Copy out every one of the records below line for line, omitting the pictures.

Coordinate annotation records
>> Begin

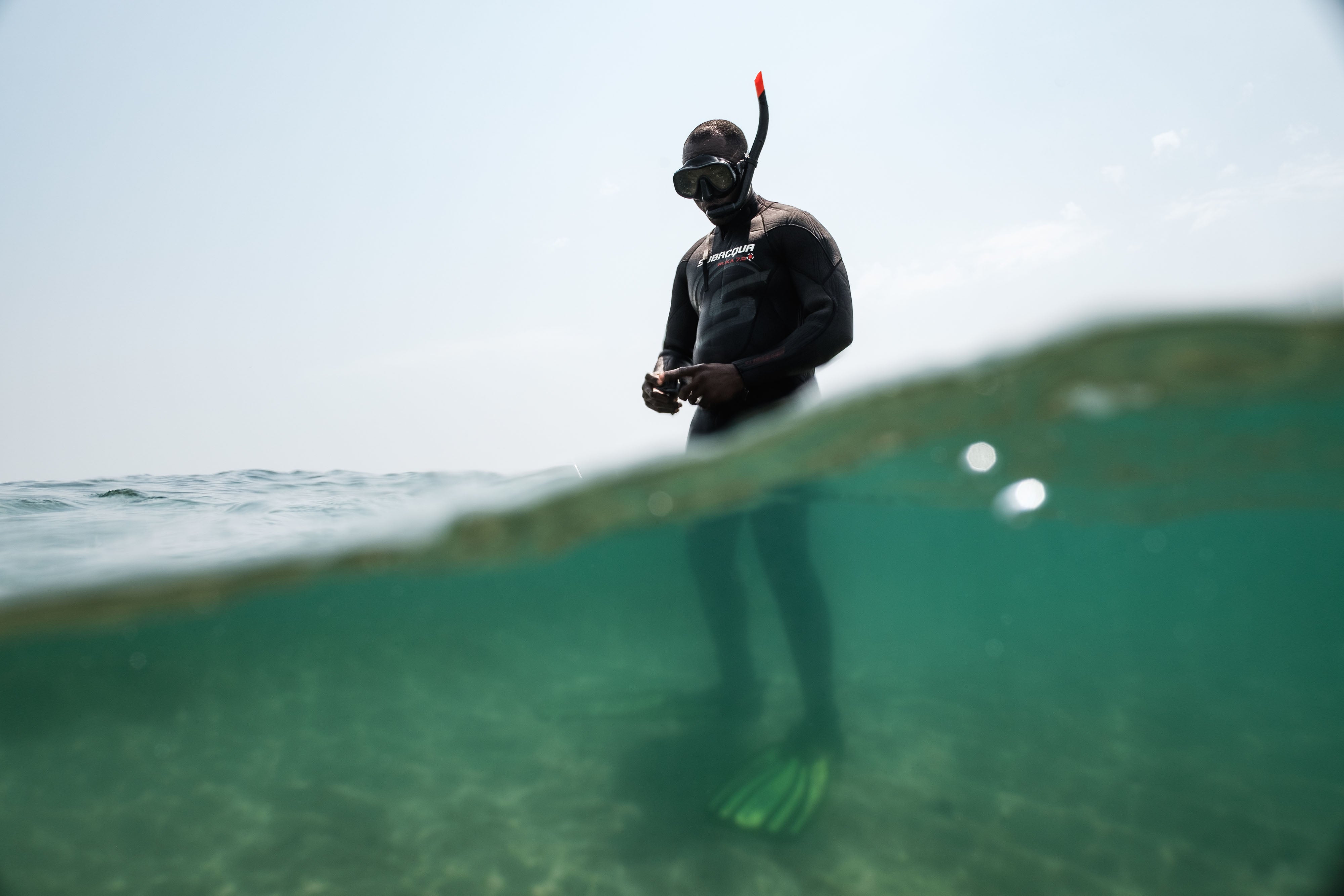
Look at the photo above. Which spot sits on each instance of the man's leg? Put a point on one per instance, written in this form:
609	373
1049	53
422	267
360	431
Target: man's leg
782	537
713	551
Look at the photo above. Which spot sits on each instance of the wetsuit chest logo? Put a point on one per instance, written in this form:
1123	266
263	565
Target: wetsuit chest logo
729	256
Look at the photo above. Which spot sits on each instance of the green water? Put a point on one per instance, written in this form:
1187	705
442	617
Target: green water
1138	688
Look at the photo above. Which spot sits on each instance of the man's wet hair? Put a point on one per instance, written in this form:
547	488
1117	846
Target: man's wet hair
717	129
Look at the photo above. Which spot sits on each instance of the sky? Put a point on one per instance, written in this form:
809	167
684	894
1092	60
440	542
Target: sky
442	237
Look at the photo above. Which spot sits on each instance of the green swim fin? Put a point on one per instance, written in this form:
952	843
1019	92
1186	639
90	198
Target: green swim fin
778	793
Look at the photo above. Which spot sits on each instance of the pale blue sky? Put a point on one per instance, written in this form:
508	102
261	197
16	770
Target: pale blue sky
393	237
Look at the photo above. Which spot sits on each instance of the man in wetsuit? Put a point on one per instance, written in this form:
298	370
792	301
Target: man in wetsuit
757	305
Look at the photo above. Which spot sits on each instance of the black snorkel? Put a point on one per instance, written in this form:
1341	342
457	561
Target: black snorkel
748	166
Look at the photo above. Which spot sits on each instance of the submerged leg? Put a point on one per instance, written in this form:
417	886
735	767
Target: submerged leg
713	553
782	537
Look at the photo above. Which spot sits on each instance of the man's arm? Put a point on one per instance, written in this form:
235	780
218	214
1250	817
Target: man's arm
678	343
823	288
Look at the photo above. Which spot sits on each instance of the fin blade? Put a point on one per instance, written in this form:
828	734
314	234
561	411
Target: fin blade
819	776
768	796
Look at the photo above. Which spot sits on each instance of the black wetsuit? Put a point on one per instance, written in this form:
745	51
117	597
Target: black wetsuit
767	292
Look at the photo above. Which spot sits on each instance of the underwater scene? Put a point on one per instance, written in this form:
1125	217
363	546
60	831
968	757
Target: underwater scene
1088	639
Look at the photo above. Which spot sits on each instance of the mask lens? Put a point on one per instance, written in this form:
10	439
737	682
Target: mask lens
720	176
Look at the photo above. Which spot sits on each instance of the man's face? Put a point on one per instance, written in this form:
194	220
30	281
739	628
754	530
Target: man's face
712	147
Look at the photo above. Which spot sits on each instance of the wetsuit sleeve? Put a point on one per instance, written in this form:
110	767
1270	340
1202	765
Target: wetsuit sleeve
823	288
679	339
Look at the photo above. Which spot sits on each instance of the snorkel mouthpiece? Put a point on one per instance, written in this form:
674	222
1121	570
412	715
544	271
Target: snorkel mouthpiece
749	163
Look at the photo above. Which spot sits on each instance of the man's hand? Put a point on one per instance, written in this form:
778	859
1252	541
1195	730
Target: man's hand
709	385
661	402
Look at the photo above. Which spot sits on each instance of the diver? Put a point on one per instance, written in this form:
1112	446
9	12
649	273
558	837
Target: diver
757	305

>> End

Answer in full:
Look at the photo above. Which spot sits on each instance of the man's leg? Put a point on one per instance, written in this form:
609	373
1049	53
422	267
360	431
Target: man's leg
782	537
713	551
Look at the photo above. Which spot sits on each instance of the wetsuit chest logo? Put a point on one per instance, written in this form:
1123	266
263	565
Target: wetsuit chest logo
729	256
Look at the photo above. Which spot sits on each instance of the green water? Put a point on one per instance, written in this form:
1187	705
442	617
Target: green water
1138	688
Look at the photo above. Which spot sits on each instance of the man's wet hair? Put a point on one per instance, written in this form:
547	488
1117	846
Target: man's wet hair
717	129
Look at the photo above. Which spot sits on each instance of the sky? Put a point on one per instance, written in this form:
809	167
684	894
1092	60
440	542
Target: sky
442	237
Look at the photo above. Which spot sits on each instance of the green swim fin? Put a point on one per instance, written in this form:
952	843
1019	92
1186	639
90	198
Target: green swim fin
778	793
Look at the photo above. Which spot sits on each instance of the pale blue sky? Put a point on one per instance, written in this form:
508	102
261	197
16	770
Target: pale blue sky
393	237
Look at the photo above. Which spot sits on each instance of the man in wetsuit? Put a point on one per instance, written in this form:
298	370
792	301
Target: man in wetsuit
757	305
Look at the photo above. Which spot sits on each instance of the black snorkel? Put a point on one per instance, written in this form:
1341	342
457	561
Target: black snorkel
748	166
Look at the photo above. Which spot sits on each instance of the submerged leg? Put a point on one per instance, written in this form:
417	886
735	767
Target: submerged leg
713	553
782	537
Look at the photo above. Which spot sits on each instance of the man's arm? Put a point on one per instance, written in this form:
235	780
218	214
1250	817
Target: man's arm
678	343
823	288
Look at the photo above. Which spot sits on each instance of the fin blade? Put a point on one per instance, written in this form:
828	734
314	234
561	411
Target: fin blade
819	776
768	796
Look at the photo above. Which spot sits on each instance of the black wetsuit? Put a point on one per instance, written in this form:
745	51
117	597
Target: black wetsuit
767	292
Look at the photo above. Which spot sits on each instance of the underwater scene? Put a point on one per instance, written in this form:
1125	217
363	546
60	831
968	757
Target: underwater scene
1088	639
Look at the photo above. Which spot sits on each instance of the mask lens? Put a point on one per instance, written in this form:
10	439
737	682
Target: mask lens
720	176
Look at the photo above. Which spot sits on each instance of the man's face? Put a point on one per instance, written in this form:
194	220
30	281
739	628
754	530
Target: man's face
712	147
Look at the photo above. Which spot sits on each instance of the wetsuit sleeve? Put a point on one per instance, written in this form:
110	767
1270	340
1202	765
Target: wetsuit sleeve
823	288
679	339
Look at the photo above. Which spot sits on each instance of the snorkel mouthpiece? Put a point on one per instance, written in this form:
674	222
1121	570
412	715
544	271
Target: snorkel mouthpiece
749	163
Look at the photo above. Which spot sits on each instance of the man's hand? Put a point on one per instance, written in this form:
778	859
1252	541
1195	730
Target: man's hand
709	385
661	402
Look at the photo above. Which spot sits on each instance of the diver? Put a point on one per instance, written in this form:
1112	446
9	12
649	273
558	837
Target: diver
757	305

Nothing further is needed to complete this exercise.